### About this task
Go through the entries, filter for the word "green", and copy every line that has it.

### Material shown
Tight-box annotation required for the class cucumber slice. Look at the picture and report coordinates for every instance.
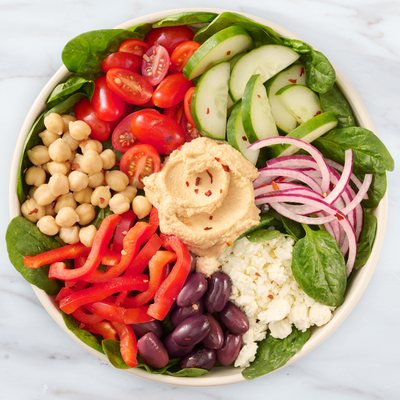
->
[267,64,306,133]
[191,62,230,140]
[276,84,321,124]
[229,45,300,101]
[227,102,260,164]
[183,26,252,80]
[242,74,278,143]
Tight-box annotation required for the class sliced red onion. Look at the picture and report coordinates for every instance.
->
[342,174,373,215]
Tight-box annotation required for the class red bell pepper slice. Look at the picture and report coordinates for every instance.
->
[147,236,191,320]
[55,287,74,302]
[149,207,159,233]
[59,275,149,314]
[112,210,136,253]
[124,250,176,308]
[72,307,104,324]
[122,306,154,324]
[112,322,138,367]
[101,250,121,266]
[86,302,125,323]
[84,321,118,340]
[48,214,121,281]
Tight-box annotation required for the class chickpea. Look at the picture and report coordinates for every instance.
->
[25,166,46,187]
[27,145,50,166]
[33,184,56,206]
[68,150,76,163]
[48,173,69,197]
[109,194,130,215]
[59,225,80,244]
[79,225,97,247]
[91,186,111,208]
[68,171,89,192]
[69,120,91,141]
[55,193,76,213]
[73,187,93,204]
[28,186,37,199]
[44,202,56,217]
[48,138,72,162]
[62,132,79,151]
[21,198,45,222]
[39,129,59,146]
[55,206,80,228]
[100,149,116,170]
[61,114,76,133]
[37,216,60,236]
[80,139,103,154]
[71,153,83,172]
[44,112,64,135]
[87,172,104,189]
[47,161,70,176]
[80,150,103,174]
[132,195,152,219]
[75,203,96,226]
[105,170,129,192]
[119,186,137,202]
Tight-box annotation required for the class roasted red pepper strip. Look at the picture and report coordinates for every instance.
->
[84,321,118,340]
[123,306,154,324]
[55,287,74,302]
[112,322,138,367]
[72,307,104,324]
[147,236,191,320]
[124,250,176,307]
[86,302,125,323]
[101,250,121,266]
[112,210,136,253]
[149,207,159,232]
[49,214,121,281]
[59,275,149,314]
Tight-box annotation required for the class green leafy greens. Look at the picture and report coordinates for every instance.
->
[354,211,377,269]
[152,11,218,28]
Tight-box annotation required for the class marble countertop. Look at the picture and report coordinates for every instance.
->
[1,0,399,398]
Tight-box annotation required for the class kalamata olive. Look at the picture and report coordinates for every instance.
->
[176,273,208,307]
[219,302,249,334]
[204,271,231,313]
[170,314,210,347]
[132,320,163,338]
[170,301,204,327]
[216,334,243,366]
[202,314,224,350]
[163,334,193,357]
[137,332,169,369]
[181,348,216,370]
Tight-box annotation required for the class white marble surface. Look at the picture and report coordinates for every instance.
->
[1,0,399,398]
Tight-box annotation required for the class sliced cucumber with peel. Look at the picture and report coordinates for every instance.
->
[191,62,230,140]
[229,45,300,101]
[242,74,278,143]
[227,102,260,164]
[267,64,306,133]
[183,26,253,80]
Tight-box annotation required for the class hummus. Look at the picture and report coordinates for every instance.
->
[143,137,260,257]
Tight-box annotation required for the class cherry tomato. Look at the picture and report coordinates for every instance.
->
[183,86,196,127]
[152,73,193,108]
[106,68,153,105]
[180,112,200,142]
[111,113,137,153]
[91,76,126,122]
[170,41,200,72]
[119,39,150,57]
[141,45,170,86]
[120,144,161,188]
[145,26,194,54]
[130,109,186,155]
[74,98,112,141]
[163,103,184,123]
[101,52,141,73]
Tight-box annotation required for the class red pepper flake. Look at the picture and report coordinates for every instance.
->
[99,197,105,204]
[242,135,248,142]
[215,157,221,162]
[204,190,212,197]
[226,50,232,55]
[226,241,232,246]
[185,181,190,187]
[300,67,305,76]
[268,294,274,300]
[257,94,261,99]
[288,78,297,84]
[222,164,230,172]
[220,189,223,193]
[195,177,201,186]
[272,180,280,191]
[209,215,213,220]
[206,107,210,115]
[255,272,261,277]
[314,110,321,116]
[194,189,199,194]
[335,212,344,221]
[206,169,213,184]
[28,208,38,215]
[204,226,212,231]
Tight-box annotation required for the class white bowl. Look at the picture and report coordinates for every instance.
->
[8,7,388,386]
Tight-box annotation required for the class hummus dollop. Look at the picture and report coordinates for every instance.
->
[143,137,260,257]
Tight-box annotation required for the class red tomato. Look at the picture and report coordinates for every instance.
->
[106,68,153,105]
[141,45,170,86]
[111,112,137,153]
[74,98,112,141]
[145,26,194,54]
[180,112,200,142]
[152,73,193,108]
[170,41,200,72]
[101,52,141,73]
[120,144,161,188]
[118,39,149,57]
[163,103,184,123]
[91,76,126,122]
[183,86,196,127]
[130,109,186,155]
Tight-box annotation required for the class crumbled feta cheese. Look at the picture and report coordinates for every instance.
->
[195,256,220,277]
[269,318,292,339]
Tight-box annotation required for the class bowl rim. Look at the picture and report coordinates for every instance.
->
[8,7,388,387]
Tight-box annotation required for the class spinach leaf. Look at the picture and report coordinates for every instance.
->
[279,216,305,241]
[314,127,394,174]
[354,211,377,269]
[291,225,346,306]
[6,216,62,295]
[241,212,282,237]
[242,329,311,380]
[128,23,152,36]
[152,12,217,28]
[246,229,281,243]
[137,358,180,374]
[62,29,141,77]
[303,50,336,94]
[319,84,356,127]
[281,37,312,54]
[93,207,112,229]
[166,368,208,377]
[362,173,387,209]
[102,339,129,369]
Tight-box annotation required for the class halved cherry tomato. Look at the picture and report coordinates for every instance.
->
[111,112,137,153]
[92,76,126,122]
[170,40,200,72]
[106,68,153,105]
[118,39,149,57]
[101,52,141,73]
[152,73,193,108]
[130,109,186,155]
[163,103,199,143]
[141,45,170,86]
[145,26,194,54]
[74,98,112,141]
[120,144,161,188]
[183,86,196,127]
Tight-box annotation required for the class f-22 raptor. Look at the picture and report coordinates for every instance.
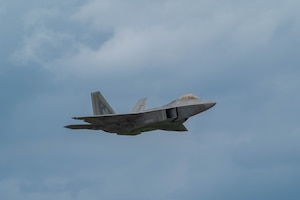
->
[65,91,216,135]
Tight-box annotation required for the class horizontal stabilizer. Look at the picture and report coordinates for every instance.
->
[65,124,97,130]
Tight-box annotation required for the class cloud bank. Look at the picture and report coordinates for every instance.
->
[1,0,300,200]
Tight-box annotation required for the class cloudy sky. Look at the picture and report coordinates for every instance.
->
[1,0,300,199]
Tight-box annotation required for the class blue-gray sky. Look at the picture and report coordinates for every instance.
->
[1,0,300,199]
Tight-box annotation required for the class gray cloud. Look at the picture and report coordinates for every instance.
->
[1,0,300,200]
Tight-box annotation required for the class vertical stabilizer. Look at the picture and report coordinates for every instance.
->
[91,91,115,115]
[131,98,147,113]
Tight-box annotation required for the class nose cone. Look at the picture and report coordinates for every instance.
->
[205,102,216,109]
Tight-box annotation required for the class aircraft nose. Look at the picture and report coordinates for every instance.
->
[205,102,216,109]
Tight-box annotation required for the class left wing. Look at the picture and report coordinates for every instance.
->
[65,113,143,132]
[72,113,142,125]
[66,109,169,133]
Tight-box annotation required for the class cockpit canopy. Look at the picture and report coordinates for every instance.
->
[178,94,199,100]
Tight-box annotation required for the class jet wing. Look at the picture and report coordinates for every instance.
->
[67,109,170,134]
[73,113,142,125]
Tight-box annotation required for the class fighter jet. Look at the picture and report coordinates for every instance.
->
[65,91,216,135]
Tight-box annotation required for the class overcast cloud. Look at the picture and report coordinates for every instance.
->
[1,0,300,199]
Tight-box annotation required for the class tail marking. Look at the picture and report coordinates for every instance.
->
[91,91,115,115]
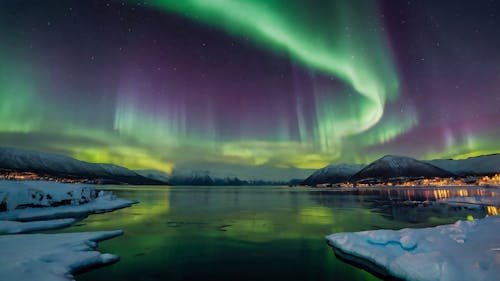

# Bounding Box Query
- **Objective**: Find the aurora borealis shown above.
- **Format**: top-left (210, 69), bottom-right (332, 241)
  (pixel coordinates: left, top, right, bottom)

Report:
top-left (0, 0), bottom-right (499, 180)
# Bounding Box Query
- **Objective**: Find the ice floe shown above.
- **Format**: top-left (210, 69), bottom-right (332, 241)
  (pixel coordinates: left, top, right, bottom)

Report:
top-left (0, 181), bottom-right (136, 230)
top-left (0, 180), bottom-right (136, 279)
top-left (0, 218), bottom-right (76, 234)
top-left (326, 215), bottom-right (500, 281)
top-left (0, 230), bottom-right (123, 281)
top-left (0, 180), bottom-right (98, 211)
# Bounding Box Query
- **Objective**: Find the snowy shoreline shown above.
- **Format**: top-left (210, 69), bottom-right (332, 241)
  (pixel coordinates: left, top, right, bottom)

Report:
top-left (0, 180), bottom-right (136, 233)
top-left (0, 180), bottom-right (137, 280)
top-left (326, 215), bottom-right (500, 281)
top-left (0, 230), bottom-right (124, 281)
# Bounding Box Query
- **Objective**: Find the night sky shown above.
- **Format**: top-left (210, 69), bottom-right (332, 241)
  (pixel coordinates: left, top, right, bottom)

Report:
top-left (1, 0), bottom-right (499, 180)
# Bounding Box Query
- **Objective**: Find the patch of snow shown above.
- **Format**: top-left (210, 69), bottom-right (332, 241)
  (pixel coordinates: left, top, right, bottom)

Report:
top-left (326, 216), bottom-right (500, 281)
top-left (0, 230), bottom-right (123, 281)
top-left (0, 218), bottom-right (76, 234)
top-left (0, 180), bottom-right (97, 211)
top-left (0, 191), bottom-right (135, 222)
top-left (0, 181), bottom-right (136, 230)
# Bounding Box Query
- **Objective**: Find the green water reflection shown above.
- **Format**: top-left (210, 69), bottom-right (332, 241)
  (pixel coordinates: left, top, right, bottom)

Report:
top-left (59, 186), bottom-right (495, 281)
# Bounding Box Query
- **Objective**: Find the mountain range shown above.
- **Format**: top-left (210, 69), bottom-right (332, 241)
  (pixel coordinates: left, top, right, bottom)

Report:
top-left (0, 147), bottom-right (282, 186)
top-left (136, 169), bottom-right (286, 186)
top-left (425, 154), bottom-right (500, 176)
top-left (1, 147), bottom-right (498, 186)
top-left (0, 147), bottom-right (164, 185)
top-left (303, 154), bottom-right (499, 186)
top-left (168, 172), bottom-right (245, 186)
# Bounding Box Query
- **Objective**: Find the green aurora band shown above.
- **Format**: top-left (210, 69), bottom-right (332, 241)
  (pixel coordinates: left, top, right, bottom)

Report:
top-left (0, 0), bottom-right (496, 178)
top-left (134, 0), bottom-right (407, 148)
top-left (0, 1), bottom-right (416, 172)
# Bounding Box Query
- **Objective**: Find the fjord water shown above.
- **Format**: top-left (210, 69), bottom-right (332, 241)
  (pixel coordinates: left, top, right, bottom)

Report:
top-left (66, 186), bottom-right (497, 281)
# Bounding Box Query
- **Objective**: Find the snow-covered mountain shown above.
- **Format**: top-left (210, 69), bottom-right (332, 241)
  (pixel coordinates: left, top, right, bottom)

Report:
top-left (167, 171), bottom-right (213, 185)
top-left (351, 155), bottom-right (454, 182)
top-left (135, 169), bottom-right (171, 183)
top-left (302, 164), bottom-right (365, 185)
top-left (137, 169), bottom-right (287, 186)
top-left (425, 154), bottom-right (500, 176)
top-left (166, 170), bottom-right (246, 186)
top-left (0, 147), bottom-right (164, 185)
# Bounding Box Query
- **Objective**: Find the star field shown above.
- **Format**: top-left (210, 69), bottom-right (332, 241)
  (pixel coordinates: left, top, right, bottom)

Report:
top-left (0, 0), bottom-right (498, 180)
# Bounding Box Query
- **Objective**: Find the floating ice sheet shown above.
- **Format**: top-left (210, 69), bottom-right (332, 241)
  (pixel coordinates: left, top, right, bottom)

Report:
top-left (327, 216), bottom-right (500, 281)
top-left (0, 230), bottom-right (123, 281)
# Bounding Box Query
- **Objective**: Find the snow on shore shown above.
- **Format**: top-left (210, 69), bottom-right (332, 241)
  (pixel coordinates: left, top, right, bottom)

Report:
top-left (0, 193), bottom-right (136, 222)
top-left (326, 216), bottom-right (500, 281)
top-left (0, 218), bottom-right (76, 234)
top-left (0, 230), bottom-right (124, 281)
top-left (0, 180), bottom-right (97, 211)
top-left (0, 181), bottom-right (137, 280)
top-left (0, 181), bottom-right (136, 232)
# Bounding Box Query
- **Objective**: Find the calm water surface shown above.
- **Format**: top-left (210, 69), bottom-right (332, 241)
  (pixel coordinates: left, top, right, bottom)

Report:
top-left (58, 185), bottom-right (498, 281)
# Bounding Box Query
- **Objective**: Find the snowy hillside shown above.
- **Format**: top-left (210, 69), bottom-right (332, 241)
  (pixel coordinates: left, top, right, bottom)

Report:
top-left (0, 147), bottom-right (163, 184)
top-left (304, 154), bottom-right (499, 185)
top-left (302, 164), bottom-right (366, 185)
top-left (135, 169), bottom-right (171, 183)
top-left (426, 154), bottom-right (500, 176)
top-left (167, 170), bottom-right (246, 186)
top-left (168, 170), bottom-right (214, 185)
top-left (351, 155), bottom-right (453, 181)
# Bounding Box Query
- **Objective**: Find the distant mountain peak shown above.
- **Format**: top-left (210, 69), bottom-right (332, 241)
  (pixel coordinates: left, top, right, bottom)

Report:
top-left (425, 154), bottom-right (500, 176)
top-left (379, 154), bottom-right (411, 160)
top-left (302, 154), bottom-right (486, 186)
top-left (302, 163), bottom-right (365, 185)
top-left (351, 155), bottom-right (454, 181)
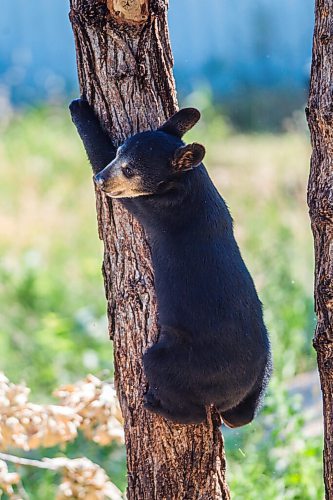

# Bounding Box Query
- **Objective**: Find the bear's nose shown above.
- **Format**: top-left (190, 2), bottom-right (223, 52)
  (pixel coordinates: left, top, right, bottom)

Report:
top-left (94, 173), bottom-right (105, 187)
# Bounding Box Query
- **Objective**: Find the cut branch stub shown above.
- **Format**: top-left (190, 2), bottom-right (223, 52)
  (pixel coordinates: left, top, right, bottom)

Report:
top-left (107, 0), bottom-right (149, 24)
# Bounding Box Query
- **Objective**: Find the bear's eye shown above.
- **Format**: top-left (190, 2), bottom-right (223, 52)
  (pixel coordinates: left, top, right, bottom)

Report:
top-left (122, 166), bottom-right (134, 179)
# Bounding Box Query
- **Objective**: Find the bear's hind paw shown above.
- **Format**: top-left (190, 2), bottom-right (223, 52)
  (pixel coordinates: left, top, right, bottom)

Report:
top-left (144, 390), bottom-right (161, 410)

### Result for this exercise
Tight-box annotation required for the class green leafy greens. Look at the picture and report coordinates for every instance.
- **Objective**: Find the green water reflection shown above.
- **Objective**: Find the green aurora band shown above.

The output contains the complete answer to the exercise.